◆ EXTRACTED TEXT
____
Some notable Republicans across the country, including Coloradans, have honed in on an analogy to protest public health and safety precautions taken during the pandemic: enforcement of masks, lockdowns, and contact tracing = Nazism.

The Chaffee County Republicans’ Facebook page is the latest platform for conservatives to lament the mask-wearing requirements.

Its Facebook post from last week features a right-wing article criticizing U.S. House Speaker Nancy Pelosi’s (D-CA) comments in an ABC This Week interview that the wearing of masks should be mandatory.

The Chaffee County GOP shared the article, adding “Uhmm, the Nazis made the Jews wear the Star of David as a sign of submission – too much similarity for me!” in the post.

David Williams, Chairman of Chaffee County Republicans, told the Colorado Times Recorder that he did not have a response to the post.

“I’d have to see if it’s even one of our members that put it up. We have an open Facebook page, you know,” said Williams. “For example, the Democrats, they keep theirs closed to where only they can monitor it. Where ours is totally open–we don’t have a lot of control of who does what on there.”
____
◆ DATA RECORDS
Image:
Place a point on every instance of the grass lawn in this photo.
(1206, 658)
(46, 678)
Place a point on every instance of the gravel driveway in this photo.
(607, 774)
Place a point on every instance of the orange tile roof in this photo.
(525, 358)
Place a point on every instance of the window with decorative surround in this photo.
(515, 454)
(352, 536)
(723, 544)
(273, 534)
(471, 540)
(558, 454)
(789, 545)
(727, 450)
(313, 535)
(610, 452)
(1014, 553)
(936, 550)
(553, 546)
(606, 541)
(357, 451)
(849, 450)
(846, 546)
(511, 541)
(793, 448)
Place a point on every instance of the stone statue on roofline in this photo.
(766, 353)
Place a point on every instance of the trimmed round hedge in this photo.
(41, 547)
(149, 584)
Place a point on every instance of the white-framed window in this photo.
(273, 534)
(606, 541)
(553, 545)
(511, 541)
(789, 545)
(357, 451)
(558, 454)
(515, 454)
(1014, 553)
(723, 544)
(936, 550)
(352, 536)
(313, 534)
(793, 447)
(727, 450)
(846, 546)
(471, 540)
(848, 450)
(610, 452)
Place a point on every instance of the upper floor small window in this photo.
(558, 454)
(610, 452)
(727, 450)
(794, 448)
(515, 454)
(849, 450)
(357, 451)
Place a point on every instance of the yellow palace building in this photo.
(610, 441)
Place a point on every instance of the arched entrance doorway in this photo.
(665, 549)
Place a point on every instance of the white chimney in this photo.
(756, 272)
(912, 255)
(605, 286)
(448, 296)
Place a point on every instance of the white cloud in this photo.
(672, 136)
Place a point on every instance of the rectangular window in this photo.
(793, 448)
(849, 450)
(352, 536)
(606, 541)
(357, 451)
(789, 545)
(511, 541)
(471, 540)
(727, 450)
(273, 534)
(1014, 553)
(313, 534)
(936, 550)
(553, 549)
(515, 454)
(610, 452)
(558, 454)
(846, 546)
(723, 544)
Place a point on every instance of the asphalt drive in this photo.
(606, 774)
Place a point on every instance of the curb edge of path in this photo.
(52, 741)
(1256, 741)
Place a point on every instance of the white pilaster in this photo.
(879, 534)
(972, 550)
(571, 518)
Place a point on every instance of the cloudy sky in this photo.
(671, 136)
____
◆ WHAT THIS EXERCISE ASKS
1. Summarize the news article about the Chaffee County Republicans' Facebook post in two sentences.
2. Reproduce word for word the part of the news article about the Chaffee County Republicans' Facebook post from "Some notable Republicans" to "to the post.".

◆ YOUR RESPONSES
1. Some notable Republicans, including Coloradans, have compared pandemic precautions such as mask enforcement, lockdowns, and contact tracing to Nazism, and the Chaffee County Republicans' Facebook page recently shared an article criticizing Nancy Pelosi's call for mandatory masks, adding a comment likening masks to the Star of David the Nazis made Jews wear. David Williams, the group's chairman, said he had no response to the post and noted that the page is open, so the party has little control over who posts there.

2.
Some notable Republicans across the country, including Coloradans, have honed in on an analogy to protest public health and safety precautions taken during the pandemic: enforcement of masks, lockdowns, and contact tracing = Nazism.

The Chaffee County Republicans’ Facebook page is the latest platform for conservatives to lament the mask-wearing requirements.

Its Facebook post from last week features a right-wing article criticizing U.S. House Speaker Nancy Pelosi’s (D-CA) comments in an ABC This Week interview that the wearing of masks should be mandatory.

The Chaffee County GOP shared the article, adding “Uhmm, the Nazis made the Jews wear the Star of David as a sign of submission – too much similarity for me!” in the post.

David Williams, Chairman of Chaffee County Republicans, told the Colorado Times Recorder that he did not have a response to the post.